Content starts

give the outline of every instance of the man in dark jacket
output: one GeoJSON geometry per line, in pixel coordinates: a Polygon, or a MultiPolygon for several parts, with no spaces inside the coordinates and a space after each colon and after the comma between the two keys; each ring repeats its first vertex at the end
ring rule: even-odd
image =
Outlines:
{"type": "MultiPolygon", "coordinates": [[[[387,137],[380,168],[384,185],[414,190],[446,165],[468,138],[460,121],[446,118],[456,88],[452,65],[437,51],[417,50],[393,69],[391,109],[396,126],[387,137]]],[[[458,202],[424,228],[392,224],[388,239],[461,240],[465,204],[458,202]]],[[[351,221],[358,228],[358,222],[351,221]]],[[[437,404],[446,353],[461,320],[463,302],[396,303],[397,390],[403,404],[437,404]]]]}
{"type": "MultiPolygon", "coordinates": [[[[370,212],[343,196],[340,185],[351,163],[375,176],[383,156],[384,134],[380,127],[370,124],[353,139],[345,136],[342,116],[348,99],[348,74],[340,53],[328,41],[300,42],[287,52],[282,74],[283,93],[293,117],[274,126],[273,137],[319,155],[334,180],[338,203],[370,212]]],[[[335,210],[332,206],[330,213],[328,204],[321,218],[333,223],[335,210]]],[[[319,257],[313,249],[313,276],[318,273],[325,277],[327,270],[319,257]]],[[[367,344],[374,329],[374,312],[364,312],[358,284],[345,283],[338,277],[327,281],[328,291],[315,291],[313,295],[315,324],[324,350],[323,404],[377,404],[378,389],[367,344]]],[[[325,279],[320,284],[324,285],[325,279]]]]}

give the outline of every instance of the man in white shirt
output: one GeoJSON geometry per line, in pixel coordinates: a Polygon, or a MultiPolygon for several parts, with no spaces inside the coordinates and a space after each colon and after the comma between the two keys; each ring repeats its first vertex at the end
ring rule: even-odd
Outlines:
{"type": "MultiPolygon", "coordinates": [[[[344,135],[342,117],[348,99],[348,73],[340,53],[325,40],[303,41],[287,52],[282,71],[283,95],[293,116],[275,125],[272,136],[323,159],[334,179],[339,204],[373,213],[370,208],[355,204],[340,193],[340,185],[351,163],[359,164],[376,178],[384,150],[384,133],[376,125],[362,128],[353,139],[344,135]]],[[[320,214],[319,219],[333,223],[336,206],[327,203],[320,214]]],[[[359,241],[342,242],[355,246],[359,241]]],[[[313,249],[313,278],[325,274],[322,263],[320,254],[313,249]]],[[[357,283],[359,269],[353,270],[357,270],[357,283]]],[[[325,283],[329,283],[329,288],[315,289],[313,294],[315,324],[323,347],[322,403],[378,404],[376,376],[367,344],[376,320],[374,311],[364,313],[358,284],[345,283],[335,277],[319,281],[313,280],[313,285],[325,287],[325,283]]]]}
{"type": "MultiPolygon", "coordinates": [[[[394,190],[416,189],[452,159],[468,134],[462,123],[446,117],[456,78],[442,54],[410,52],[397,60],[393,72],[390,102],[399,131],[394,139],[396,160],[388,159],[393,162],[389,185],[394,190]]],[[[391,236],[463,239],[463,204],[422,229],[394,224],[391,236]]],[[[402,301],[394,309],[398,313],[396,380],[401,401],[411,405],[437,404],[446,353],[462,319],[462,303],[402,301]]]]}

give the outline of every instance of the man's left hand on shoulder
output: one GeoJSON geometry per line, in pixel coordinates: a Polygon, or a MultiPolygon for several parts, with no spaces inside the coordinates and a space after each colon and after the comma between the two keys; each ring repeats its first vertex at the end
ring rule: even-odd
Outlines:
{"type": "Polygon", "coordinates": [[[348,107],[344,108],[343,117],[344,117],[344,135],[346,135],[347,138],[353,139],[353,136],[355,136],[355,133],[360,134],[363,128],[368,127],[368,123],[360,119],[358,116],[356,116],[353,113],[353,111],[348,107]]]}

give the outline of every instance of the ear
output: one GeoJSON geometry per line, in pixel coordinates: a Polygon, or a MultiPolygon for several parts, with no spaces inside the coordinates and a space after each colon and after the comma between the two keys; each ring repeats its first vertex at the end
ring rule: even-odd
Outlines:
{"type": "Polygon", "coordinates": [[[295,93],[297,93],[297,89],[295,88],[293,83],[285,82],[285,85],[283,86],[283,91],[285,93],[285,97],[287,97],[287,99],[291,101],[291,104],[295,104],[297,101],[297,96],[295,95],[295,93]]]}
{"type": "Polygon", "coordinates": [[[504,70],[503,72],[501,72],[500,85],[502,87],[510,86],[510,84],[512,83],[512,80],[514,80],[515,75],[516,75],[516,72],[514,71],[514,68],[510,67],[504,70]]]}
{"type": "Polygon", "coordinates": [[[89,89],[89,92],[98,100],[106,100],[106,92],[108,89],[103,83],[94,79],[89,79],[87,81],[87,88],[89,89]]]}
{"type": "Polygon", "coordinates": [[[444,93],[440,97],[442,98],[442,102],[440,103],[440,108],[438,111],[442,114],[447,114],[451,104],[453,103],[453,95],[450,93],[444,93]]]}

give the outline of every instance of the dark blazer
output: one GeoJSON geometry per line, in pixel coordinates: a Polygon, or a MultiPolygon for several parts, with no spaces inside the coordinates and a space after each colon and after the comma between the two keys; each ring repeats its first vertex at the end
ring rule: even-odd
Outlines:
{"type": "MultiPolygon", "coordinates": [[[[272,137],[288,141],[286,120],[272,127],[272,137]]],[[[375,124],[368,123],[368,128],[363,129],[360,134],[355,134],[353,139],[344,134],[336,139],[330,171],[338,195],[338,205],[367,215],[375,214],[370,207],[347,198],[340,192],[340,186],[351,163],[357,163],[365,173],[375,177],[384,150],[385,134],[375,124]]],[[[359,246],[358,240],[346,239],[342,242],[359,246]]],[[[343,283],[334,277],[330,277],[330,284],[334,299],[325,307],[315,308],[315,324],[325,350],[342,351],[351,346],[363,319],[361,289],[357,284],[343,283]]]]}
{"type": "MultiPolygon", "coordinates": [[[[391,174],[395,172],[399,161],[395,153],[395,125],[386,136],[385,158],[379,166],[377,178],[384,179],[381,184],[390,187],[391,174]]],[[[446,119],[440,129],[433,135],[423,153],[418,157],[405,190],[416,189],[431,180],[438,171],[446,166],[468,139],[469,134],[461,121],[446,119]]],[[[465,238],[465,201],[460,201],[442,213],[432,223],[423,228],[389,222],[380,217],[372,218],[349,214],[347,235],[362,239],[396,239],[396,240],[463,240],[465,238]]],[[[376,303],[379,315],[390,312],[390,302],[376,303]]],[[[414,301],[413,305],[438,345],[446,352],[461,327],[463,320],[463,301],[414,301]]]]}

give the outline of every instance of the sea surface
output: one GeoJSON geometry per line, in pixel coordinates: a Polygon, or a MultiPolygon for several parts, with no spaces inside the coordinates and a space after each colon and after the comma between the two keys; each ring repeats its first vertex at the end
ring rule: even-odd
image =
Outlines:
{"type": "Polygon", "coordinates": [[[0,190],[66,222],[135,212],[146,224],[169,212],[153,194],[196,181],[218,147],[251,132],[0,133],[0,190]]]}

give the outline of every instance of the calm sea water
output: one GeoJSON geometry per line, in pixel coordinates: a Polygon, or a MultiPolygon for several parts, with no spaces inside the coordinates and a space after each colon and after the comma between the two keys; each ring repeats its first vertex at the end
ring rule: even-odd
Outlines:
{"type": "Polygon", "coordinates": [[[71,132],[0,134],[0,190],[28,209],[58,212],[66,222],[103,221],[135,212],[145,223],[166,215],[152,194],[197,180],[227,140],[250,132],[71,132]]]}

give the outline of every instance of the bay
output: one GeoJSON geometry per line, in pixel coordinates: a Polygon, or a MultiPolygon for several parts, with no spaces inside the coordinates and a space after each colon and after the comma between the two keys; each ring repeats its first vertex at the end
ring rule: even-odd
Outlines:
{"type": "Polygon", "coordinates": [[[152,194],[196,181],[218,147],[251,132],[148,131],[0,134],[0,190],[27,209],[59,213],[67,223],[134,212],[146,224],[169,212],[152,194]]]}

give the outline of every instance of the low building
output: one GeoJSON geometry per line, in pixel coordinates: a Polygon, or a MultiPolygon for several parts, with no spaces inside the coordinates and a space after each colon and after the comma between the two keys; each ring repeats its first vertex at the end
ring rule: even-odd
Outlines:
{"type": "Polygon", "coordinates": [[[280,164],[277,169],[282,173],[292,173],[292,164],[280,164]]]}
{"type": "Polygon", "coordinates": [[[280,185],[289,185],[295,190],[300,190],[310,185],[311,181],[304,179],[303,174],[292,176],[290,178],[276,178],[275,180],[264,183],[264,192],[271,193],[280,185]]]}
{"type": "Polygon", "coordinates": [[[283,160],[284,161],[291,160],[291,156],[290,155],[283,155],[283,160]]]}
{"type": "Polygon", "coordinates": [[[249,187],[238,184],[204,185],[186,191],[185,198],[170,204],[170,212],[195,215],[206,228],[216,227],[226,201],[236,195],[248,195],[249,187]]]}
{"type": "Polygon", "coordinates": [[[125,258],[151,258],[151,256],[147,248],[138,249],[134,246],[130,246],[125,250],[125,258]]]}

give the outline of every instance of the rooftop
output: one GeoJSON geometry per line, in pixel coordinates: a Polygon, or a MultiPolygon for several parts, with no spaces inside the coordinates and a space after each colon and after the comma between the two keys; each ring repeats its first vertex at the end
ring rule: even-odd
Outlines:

Content ends

What this task involves:
Every line, from the one holding "give the outline of every instance of the low" through the last line of the material above, should be transcribed exactly, and no line outside that range.

Exercise response:
give the outline of every instance of the low building
output: one GeoJSON geometry per line, in pixel coordinates: a Polygon, or a MultiPolygon for several parts, with no spaces inside the coordinates and a space after each colon and after the comma between the two keys; each ring repeats its first vertex at the end
ring rule: even-odd
Outlines:
{"type": "Polygon", "coordinates": [[[280,164],[277,169],[282,173],[292,173],[292,164],[280,164]]]}
{"type": "Polygon", "coordinates": [[[280,185],[289,185],[295,190],[300,190],[310,185],[311,181],[304,179],[303,174],[292,176],[290,178],[276,178],[275,180],[264,183],[264,192],[271,193],[280,185]]]}
{"type": "Polygon", "coordinates": [[[283,160],[284,161],[291,160],[291,156],[290,155],[283,155],[283,160]]]}
{"type": "Polygon", "coordinates": [[[249,187],[238,184],[204,185],[186,191],[185,198],[170,204],[170,212],[195,215],[206,228],[216,227],[226,201],[236,195],[248,195],[249,187]]]}
{"type": "Polygon", "coordinates": [[[125,258],[151,258],[151,256],[147,248],[138,249],[134,246],[130,246],[125,250],[125,258]]]}

give the outline of every instance of the rooftop
output: one GeoJSON geometry per line, in pixel coordinates: a Polygon, or a MultiPolygon for several parts, with no spaces inside the coordinates and a space after each colon and after the comma between the two keys; each ring repeats its first vertex at the end
ring rule: even-odd
Outlines:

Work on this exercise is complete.